The work assembles nearly six hundred clinical case histories drawn from wartime medical literature to document combat-related neuropsychiatric disorders. It presents concise case protocols illustrating varied symptom patterns, diagnostic dilemmas, malingering and simulation, therapeutic interventions, and treatment outcomes, and includes bibliographic references and introductory commentary. Sections juxtapose cases to illuminate contested diagnoses and to inform postwar rehabilitation and mental-hygiene efforts, aiming to provide clinicians and reconstruction workers with detailed clinical material for recognizing, classifying, and managing neuropsychiatric consequences of war.

War Strain; Shell-shock: Hysteria (question of malingering).

Case 453. (Myers, March, 1916.)

A sergeant, 32, with 11 years’ service and eight months’ service in France, was admitted to a base hospital for inquiry as to possible malingering. It seems that he had taught in an army school for seven years before the war. He found heavy marches in France too much for him and fainted in the retreat from Mons and during the fighting on the Aisne, where he had reported sick for dysentery. The field ambulance where he was treated was near the shell fire, and a shell knocked him into a ditch. The ambulance had to move to a cave. Thereafter the patient suffered from tremor when spoken to or when watched. After discharge, he was employed as a dispatch rider on a motor cycle, but after three months lost his nerve for this work and took charge of fatigue parties. He found the work too much for him. He had been a total abstainer. Finally the malingering charge was brought up.

The patient was nervous, delicate-looking, with widely dilated pupils, prominent eyeballs, tremor of right arm, and pulse of 102. The tremor was markedly lessened when he was alone, and was somewhat under control. He felt that his memory was defective, and tests demonstrated the defect.

In hospital patient slept better, the pupils grew smaller, the pulse rate diminished. There was a reduction in sensibility to pain over the right side of the head and body and over the right limbs. A prick of the right arm or leg was described as a finger touch. There was also almost complete hemi-anosmia and complete hemi-ageusia on the right side. Visual acuity was diminished on the right, and there was general limitation of right field; left-sided vision and field normal.

After a month in hospital at home and two months’ leave, the patient was discharged no longer physically fit for service. He is now weak physically and mentally, subject to severe headaches, and tremulous, especially in the right arm, when tired.

Re malingering, Sicard denies the existence of unconscious malingerers (presumably regarding this phrase as a figure of speech in relation to hysteria), and divides malingering into a creative and an acquired form. The simulateur de création assumes attitudes and symptoms to attract attention or pity; the simulateurs de fixation having been sick in the beginning, perpetuate their disease, in brief, crystallize their neuroses. The fixateur may be very realistic in all this, seeing that he has known from his own experience what a real disease is. The formula runs: The simulateur de création improvises; the simulateur de fixation repeats.

According to Mott, malingering in the form of an assumed Shell-shock is not uncommon amongst soldiers, and is rather hard to distinguish from a neurosis developing on the basis of an idée fixe.

Ballet’s definition of simulation is “a subjective or objective disorder which the patient invents with the idea of voluntarily and consciously misleading the observer.” Closely related to simulation is exaggeration or prolongation, conscious or intentional, of a real disorder. Babinski states that cases of genuine simulation are very rare, and that the subject under suspicion should be given the benefit of the doubt. Especially the word simulation, or similar words, should not be uttered in the presence of the patient. Practically speaking, psychotherapy applied as in cases of hysteria may often cure the simulator and the exaggerator.

## Supplied records
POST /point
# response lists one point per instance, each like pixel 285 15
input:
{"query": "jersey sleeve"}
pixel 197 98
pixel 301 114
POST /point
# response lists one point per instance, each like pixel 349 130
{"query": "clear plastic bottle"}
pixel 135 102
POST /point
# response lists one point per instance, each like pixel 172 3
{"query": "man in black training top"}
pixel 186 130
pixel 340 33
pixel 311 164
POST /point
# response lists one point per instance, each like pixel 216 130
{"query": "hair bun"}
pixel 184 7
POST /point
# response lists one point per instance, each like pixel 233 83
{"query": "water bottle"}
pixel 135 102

* * *

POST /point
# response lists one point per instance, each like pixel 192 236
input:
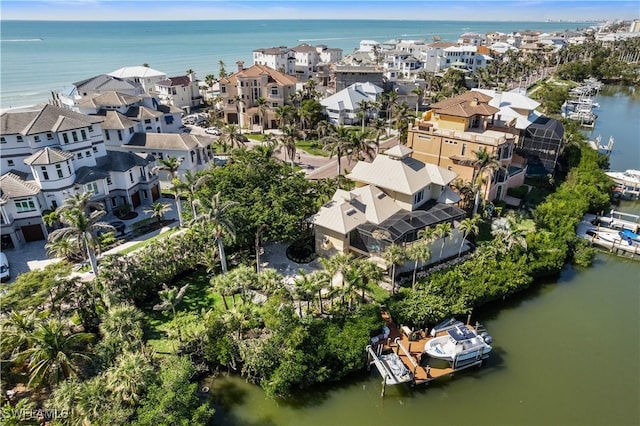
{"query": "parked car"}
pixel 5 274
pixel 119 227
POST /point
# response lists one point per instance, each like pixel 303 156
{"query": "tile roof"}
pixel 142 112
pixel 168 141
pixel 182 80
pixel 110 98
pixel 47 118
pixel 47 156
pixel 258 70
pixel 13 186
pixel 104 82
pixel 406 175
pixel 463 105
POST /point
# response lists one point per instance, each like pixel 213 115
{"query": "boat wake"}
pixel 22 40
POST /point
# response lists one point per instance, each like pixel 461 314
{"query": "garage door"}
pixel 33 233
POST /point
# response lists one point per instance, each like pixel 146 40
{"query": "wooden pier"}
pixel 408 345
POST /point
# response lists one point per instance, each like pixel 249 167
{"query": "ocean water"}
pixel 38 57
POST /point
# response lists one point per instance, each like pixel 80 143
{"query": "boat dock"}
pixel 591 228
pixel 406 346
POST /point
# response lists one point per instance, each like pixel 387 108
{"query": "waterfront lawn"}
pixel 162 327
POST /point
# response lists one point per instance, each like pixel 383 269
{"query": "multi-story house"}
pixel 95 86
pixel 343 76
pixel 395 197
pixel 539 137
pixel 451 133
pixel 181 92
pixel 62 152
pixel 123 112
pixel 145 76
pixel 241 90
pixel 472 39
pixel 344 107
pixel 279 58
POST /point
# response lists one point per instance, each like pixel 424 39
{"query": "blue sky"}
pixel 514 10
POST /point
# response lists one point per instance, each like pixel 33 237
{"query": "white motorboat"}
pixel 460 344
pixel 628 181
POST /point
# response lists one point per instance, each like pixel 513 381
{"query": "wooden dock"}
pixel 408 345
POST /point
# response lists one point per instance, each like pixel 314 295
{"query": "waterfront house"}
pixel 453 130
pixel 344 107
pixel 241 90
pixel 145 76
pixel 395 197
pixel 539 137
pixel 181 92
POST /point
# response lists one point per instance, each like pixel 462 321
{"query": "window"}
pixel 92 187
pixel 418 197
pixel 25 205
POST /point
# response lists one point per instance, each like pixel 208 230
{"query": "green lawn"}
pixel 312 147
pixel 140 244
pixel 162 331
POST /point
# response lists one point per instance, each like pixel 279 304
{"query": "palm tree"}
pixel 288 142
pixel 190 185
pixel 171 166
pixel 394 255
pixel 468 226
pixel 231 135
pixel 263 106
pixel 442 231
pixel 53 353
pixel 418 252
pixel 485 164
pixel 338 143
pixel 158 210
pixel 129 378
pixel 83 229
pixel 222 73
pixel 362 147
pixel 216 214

==

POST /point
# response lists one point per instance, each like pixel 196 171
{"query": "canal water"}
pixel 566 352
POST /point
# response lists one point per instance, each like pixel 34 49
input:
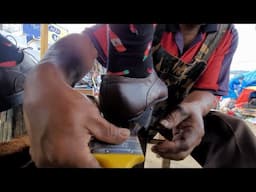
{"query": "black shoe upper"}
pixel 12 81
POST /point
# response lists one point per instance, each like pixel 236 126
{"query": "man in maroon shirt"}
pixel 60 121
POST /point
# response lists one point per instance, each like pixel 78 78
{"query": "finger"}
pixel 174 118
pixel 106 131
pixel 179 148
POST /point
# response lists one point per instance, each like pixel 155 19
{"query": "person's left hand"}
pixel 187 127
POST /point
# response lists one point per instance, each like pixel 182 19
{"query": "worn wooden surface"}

## Questions to answer
A: In the shell-shock passage, how common does Babinski say cases of genuine simulation are?
B: Quote the shell-shock passage word for word between "According to Mott, malingering" and "an idée fixe.", inclusive.

## Exercise responses
A: Very rare.

B:
According to Mott, malingering in the form of an assumed Shell-shock is not uncommon amongst soldiers, and is rather hard to distinguish from a neurosis developing on the basis of an idée fixe.